**WHAT IS BEING ASKED:** Report each line in the entries below that contains the word "boardwalk".

**RECORDS FOR THE TASK:**
▬▬▬▬▬▬▬▬▬▬

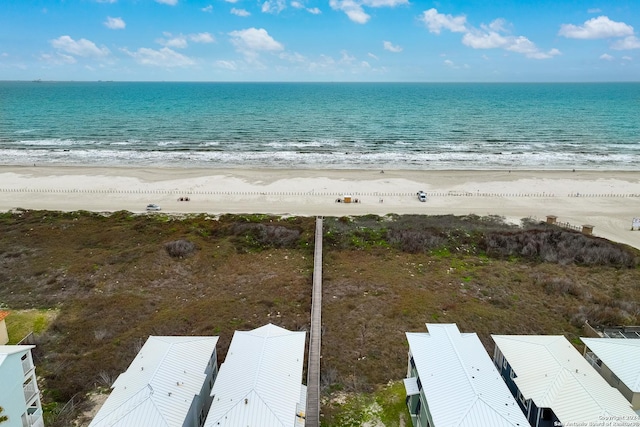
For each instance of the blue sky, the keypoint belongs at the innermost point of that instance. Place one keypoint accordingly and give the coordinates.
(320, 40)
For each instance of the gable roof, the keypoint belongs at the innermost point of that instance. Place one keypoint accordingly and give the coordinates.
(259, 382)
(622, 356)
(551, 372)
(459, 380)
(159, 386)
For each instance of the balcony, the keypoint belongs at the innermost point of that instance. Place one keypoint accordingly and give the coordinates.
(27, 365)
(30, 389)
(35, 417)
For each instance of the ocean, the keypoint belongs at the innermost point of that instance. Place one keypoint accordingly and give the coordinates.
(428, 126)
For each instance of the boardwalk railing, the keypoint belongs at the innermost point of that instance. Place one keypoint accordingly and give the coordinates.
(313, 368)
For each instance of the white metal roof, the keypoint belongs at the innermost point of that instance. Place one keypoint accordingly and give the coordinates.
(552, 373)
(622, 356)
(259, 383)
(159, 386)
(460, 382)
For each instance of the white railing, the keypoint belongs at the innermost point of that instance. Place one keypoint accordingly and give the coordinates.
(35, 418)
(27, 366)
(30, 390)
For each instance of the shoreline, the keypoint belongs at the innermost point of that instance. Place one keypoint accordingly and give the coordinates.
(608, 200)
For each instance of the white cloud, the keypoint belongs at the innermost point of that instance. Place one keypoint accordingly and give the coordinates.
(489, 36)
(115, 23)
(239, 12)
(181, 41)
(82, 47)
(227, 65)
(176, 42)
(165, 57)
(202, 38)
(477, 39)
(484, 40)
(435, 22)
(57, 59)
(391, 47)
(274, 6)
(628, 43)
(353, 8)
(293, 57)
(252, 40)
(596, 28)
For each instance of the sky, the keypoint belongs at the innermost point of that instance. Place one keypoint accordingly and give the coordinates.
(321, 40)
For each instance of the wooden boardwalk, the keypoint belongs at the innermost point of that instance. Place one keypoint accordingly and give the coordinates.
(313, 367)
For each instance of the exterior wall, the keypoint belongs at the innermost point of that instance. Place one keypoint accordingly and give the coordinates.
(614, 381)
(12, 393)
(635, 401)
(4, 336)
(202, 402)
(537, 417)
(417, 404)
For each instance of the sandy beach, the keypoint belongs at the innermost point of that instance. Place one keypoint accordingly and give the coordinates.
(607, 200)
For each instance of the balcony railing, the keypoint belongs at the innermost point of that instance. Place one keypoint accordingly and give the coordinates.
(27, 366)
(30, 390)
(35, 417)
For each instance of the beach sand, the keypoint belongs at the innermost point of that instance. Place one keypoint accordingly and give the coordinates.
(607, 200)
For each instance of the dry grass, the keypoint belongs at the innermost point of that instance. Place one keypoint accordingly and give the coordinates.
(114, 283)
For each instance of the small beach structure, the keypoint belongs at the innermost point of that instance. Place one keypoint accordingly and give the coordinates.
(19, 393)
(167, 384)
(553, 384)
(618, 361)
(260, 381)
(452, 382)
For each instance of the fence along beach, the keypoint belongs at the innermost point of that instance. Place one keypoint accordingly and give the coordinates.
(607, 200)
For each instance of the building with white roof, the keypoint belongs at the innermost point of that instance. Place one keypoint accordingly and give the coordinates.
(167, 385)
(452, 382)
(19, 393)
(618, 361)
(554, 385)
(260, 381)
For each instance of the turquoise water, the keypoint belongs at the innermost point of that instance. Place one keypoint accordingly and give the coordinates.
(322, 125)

▬▬▬▬▬▬▬▬▬▬

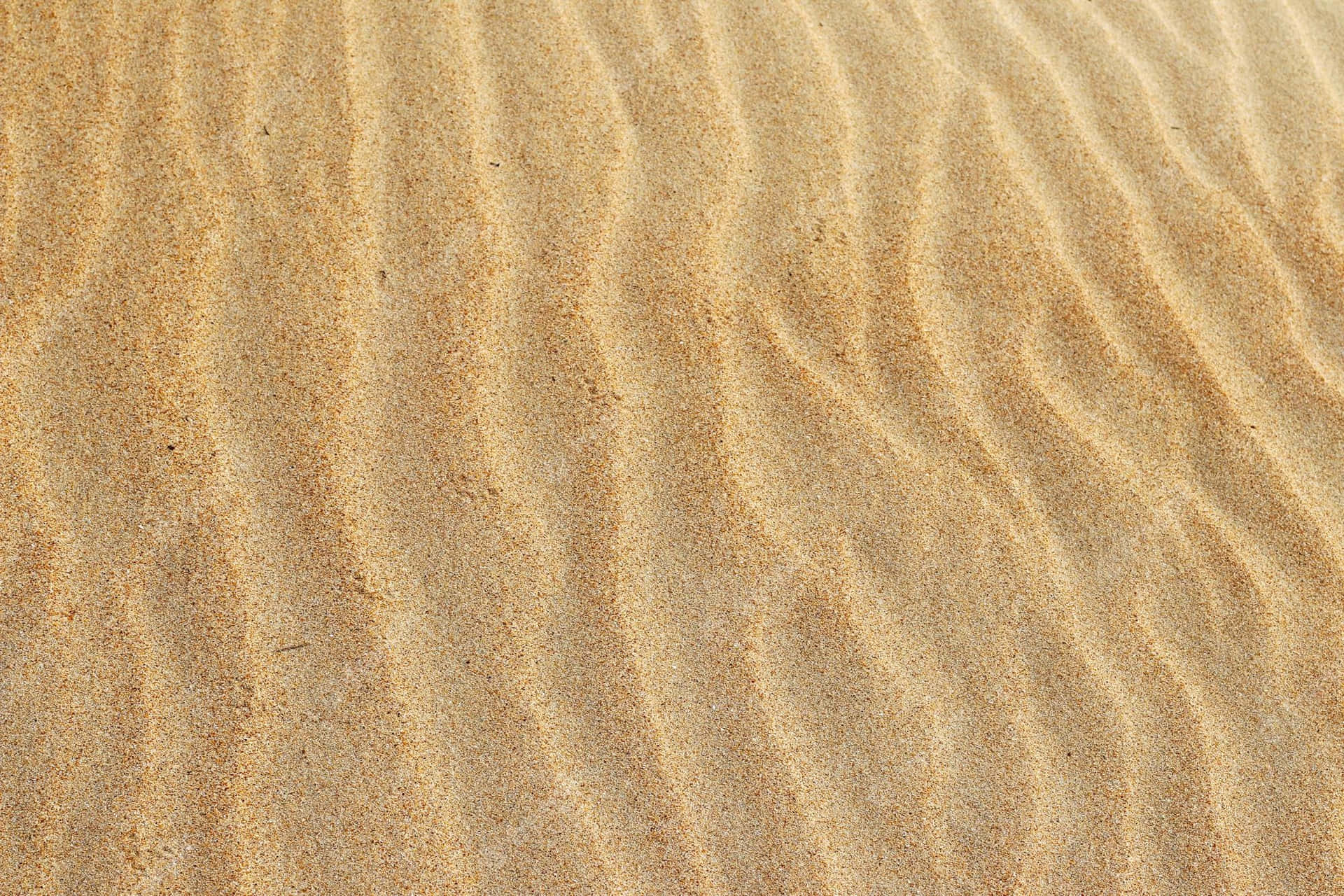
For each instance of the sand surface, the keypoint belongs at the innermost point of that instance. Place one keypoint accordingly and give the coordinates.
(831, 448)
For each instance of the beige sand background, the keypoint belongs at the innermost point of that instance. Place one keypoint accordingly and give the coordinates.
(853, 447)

▬▬▬▬▬▬▬▬▬▬

**SOLUTION FOR THIS EXERCISE:**
For each instance of the boardwalk railing, the keypoint belongs at the innermost point of that instance. Place one keypoint accordingly and give the coordinates.
For each instance of the wooden boardwalk, the keypoint belongs at the innermost point of that instance. Place one keypoint accordingly and give the coordinates.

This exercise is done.